_ИСХОДНЫЙ ТЕКСТ:_
<<<<

Будучи человеком практичным, каждый владелец стада стремится максимально увеличить собственную выгоду. Прямо или косвенно, осознанно или нет, он задается вопросом: «Какая мне будет польза от того, если мое стадо увеличится еще на одну корову?» Эта полезность состоит из одного негативного и одного позитивного компонента.

Позитивный компонент — это прибыль, получаемая от одного дополнительного животного. Поскольку весь доход от его продажи идет скотоводу, позитивный компонент полезности почти достигает +1.

Негативный компонент связан с дополнительной нагрузкой на землю от выпаса еще одного животного. Однако, поскольку последствия истощения земли в равной мере затрагивают всех скотоводов, негативный компонент для каждого владельца стада, принимающего соответствующее решение, составляет лишь небольшую долю от –1.

Сопоставив компоненты полезности, рационально мыслящий скотовод приходит к выводу: единственный разумный способ действия для него — это увеличить стадо еще на одно животное. Потом еще на одно, и еще... Но к точно такому же выводу приходят все рационально мыслящие скотоводы, пользующиеся общим пастбищем. Отсюда и возникает трагедия. Все они вовлечены в систему, побуждающую их к неограниченному увеличению численности своего стада — и это в условиях ограниченности ресурсов. В обществе, где свободная эксплуатация ресурсов общего пользования считается аксиомой, все его члены, действуя в собственных интересах, каждым шагом приближают разруху. Свободное пользование общими ресурсами оборачивается всеобщим разорением.

Кто-то может возразить, что это банальная истина. Если бы так! В каком-то смысле она известна нам уже не одну тысячу лет, но естественный отбор порождает психологию, отрицающую очевидное. В личном плане индивид только выигрывает, если обладает способностью отрицать очевидное, хотя общество в целом, членом которого он является, от этого страдает. Противовесом естественной склонности к неправильным поступкам может служить просвещение, но постоянная смена поколений требует, чтобы база этого знания постоянно обновлялась.

Один случай, произошедший несколько лет назад в Леоминстере (штат Массачусетс), наглядно демонстрирует всю непрочность знания. В ходе рождественского «шоппингового сезона» уличные счетчики за парковку в центре города были накрыты пластиковыми пакетами с бирками: «Снять только после Рождества. Подарок от мэра и городского совета — бесплатная парковка». Другими словами, столкнувшись с перспективой увеличения спроса на и без того дефицитные места для парковки, отцы города восстановили систему общего бесплатного пользования. (С некоторой долей цинизма позволим себе предположить, что подобным возвратом в прошлое они скорее приобрели, чем потеряли симпатии избирателей.)

>>>>

_РАЗДЕЛ ДАННЫХ:_
<<<<

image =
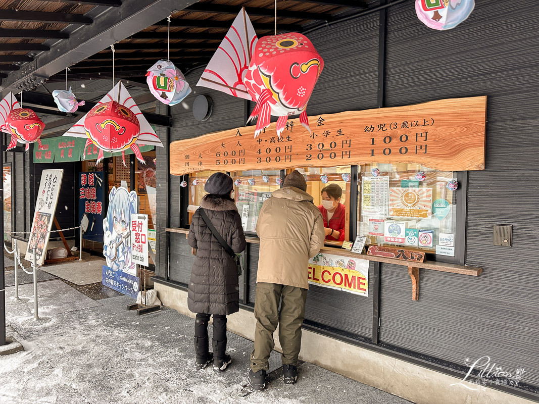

>>>>

_ПОРЯДОК ВЫПОЛНЕНИЯ:_
Перепечатайте без изменений фрагмент текста об общем пастбище между словами «Будучи человеком практичным, каждый» и «почти достигает +1.» включительно.

_ВАШЕ РЕШЕНИЕ:_
Будучи человеком практичным, каждый владелец стада стремится максимально увеличить собственную выгоду. Прямо или косвенно, осознанно или нет, он задается вопросом: «Какая мне будет польза от того, если мое стадо увеличится еще на одну корову?» Эта полезность состоит из одного негативного и одного позитивного компонента.

Позитивный компонент — это прибыль, получаемая от одного дополнительного животного. Поскольку весь доход от его продажи идет скотоводу, позитивный компонент полезности почти достигает +1.